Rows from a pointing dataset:
-- start --

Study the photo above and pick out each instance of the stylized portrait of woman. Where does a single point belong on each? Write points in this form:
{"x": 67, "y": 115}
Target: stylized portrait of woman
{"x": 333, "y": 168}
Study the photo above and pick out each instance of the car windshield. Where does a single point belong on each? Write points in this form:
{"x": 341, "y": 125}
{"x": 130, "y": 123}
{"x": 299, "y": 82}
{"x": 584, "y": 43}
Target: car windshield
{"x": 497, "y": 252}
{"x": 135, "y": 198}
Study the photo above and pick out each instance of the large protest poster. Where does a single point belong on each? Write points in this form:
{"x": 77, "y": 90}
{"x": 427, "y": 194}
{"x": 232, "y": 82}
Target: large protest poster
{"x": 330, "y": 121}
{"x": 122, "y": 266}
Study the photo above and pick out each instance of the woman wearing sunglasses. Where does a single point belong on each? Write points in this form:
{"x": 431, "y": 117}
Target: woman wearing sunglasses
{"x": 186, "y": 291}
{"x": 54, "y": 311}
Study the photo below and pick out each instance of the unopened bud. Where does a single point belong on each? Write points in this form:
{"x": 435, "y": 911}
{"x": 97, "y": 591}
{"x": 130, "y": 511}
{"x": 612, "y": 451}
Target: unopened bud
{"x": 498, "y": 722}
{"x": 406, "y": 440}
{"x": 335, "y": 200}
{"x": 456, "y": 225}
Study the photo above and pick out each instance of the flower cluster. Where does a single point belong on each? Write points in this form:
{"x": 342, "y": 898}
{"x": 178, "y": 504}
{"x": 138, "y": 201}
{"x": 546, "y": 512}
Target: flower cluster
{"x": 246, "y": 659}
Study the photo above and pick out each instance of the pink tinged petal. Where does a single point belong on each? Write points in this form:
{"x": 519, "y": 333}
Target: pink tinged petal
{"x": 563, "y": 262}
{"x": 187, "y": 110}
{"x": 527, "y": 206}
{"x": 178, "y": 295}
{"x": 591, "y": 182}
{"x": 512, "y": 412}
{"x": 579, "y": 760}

-- end --

SET EXERCISE: Quote only the lines from the line containing "of the woman" through the end of the listing, please, keeping both the first and the last line.

TASK ANSWER:
Study the photo above and pick out each instance of the woman wearing sunglasses. Where does a single point belong on each? Write points in this form:
{"x": 431, "y": 117}
Target: woman wearing sunglasses
{"x": 186, "y": 291}
{"x": 54, "y": 311}
Study the photo below and pick out each instance of the unopened bud. Where does a single point belong on each? Write points in this form:
{"x": 435, "y": 911}
{"x": 97, "y": 591}
{"x": 130, "y": 511}
{"x": 612, "y": 451}
Target: unopened bud
{"x": 498, "y": 722}
{"x": 406, "y": 440}
{"x": 335, "y": 200}
{"x": 456, "y": 225}
Study the photo above and pick out each instance of the flower cluster. Where does a single point belong on each? Write points in this form:
{"x": 342, "y": 898}
{"x": 178, "y": 504}
{"x": 138, "y": 201}
{"x": 546, "y": 512}
Target: flower cluster
{"x": 246, "y": 659}
Study the photo above and pick out each instance of the pink tinged petal. Where does a single point belong on each? Write points in this form:
{"x": 519, "y": 333}
Target: pink tinged petal
{"x": 563, "y": 262}
{"x": 187, "y": 110}
{"x": 527, "y": 206}
{"x": 178, "y": 295}
{"x": 591, "y": 182}
{"x": 512, "y": 412}
{"x": 579, "y": 760}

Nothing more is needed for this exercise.